With animals gone, management team calls it quits
By Liz Schevtchuk Armstrong
The closing of the Tilly Foster Farm Museum Jan. 31 leaves its owner, the Putnam County government, with the task of caring for the historic property and determining its future.
Located near Brewster on the county’s eastern edge (about 25 miles from Cold Spring), the site consists of nearly 200 acres, traditional buildings, and antique machinery. Until recently, it featured animals – from ducks, chickens and geese to rabbits, pigs and cows, with a donkey and horse, too.
An equine presence could ostensibly return. Even as the farm in its present incarnation shuts, a county resident wants to bring ex-carriage horses to live out their days in its fields. And at least two county legislators think the idea is worth exploring.
In November, Preserve Putnam County, a non-profit organization charged with running Tilly Foster, revealed “with great sadness” its departure – five years into a 40-year lease – after months of complaints from the county legislature about the organization’s financial stewardship.

## REQUIRED WORK
#1 According to the Tilly Foster article, on what date did the Tilly Foster Farm Museum close?
#2 Reproduce the stretch of the Tilly Foster article from "Located near Brewster" through "organization’s financial stewardship.", swapping "donkey" for "mule".

## EXCERPTED DATA
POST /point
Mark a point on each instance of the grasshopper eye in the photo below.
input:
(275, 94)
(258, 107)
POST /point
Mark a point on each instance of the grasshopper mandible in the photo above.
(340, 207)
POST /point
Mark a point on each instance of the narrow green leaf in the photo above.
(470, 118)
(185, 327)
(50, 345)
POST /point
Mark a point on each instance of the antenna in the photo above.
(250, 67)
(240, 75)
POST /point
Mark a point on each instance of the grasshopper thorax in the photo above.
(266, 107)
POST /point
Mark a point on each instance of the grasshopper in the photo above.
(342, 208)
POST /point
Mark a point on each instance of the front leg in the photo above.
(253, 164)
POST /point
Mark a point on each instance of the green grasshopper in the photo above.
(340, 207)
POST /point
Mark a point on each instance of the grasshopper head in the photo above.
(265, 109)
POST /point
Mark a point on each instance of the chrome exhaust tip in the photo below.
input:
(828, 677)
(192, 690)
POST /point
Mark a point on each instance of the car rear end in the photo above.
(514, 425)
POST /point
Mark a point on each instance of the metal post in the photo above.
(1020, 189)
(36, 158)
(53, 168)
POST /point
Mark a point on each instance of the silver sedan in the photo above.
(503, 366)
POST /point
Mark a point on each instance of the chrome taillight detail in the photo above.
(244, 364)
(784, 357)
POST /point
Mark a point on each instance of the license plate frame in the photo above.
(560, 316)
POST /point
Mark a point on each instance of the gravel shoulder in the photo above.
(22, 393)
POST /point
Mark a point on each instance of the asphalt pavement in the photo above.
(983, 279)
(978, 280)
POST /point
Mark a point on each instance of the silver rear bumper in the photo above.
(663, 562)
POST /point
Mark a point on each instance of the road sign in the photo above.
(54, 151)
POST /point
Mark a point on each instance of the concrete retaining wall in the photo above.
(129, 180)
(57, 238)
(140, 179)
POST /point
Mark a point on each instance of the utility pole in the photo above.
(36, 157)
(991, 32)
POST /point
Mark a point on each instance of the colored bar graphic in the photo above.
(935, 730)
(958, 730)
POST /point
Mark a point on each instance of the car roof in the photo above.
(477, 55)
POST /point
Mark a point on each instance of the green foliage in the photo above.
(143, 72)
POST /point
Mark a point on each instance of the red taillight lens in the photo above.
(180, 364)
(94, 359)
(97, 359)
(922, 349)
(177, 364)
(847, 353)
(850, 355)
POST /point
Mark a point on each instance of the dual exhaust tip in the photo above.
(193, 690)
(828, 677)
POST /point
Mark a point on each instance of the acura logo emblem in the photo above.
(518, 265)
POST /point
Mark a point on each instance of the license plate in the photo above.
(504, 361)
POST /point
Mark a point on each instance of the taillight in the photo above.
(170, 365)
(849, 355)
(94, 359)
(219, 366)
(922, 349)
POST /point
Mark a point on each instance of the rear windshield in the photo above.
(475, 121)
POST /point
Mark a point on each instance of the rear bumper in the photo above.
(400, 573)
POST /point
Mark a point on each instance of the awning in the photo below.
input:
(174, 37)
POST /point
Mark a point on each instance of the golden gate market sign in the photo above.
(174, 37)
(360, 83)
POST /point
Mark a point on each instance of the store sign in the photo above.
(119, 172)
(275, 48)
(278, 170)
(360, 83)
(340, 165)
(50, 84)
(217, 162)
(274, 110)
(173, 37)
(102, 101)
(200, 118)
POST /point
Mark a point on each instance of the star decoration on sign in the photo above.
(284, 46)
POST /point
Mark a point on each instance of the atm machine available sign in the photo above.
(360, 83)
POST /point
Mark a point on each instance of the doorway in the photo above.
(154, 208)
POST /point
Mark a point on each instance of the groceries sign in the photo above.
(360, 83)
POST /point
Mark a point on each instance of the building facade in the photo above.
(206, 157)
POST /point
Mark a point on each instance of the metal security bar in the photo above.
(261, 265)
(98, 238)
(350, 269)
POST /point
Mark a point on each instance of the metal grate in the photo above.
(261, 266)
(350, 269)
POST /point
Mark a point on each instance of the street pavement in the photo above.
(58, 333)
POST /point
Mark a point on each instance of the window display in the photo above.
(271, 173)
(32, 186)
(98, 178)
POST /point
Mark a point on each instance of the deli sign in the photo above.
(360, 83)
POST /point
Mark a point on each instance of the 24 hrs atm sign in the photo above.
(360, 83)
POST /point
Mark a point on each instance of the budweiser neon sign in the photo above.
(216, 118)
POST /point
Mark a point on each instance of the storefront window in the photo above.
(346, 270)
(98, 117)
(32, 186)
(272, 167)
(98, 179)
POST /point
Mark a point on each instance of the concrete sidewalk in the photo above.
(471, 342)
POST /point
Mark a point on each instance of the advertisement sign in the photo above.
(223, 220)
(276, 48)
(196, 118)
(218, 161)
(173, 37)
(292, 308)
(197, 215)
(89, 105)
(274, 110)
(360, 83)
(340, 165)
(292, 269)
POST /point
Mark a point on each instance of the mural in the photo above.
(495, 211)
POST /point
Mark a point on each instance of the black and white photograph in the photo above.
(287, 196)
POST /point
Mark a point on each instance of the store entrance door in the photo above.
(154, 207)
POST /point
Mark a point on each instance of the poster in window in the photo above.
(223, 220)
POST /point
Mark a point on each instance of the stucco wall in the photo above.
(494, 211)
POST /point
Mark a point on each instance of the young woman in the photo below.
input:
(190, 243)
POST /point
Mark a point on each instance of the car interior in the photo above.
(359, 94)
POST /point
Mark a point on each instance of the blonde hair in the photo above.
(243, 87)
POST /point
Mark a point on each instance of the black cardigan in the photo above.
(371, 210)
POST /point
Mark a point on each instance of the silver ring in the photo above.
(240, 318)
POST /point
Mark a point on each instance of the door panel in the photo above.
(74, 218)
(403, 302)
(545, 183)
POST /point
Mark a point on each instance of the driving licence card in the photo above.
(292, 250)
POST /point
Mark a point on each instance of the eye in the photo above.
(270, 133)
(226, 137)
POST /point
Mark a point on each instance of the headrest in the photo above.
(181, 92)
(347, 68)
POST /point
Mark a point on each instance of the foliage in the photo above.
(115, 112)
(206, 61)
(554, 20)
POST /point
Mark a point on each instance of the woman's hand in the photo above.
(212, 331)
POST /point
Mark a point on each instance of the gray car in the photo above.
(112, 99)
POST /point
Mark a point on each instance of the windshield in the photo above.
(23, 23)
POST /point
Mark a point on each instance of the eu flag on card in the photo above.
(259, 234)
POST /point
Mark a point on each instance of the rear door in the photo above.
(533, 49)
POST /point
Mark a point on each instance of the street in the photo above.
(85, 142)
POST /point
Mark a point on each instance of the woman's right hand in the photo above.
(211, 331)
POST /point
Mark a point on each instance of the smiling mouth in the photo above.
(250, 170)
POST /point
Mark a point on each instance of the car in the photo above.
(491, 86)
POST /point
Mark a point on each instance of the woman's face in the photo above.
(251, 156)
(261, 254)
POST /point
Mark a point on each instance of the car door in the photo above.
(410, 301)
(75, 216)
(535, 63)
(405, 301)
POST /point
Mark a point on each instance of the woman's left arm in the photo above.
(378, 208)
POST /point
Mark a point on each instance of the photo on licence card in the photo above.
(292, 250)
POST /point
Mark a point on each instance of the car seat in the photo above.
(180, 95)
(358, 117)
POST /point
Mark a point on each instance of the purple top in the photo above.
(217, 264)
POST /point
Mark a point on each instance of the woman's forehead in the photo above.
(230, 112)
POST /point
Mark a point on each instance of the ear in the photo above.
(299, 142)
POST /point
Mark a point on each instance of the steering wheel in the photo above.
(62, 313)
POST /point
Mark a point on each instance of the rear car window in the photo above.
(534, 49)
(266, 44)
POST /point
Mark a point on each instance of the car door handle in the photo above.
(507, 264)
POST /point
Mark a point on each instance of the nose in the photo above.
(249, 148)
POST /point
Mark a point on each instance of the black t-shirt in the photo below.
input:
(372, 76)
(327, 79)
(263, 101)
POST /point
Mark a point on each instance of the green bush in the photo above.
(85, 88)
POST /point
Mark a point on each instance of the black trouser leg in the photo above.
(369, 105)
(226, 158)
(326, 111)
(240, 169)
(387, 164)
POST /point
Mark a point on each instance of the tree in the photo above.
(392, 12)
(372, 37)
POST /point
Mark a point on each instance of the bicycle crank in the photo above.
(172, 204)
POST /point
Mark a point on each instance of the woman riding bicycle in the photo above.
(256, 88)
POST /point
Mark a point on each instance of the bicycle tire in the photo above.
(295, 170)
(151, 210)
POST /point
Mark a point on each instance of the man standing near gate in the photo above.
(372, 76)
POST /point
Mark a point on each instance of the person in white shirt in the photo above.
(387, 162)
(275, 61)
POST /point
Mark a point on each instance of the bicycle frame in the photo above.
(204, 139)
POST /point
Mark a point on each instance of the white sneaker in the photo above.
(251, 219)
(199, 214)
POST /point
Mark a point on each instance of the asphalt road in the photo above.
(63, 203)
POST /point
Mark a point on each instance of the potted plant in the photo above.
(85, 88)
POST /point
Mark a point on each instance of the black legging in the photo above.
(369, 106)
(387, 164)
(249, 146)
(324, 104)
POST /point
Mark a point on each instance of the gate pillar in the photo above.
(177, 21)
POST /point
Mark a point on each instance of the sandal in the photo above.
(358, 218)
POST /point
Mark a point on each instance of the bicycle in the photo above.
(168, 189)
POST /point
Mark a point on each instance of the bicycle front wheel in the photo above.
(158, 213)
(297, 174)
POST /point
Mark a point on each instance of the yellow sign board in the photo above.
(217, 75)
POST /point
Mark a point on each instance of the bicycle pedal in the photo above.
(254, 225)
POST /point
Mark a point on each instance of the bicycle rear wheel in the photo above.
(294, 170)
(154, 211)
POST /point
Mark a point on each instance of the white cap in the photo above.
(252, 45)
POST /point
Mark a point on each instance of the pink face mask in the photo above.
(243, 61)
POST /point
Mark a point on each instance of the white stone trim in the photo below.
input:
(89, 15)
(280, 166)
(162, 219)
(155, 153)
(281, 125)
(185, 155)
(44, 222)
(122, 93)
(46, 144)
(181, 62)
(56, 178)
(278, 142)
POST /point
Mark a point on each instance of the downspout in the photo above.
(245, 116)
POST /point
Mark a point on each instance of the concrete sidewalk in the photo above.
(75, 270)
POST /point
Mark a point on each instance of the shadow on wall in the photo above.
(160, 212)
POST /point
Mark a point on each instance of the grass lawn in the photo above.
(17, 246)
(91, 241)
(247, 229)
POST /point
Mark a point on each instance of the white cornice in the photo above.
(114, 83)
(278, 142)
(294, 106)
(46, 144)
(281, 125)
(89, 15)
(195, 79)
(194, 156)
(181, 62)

## SOLUTIONS TO EACH TASK
#1 Jan. 31

#2
Located near Brewster on the county’s eastern edge (about 25 miles from Cold Spring), the site consists of nearly 200 acres, traditional buildings, and antique machinery. Until recently, it featured animals – from ducks, chickens and geese to rabbits, pigs and cows, with a mule and horse, too.
An equine presence could ostensibly return. Even as the farm in its present incarnation shuts, a county resident wants to bring ex-carriage horses to live out their days in its fields. And at least two county legislators think the idea is worth exploring.
In November, Preserve Putnam County, a non-profit organization charged with running Tilly Foster, revealed “with great sadness” its departure – five years into a 40-year lease – after months of complaints from the county legislature about the organization’s financial stewardship.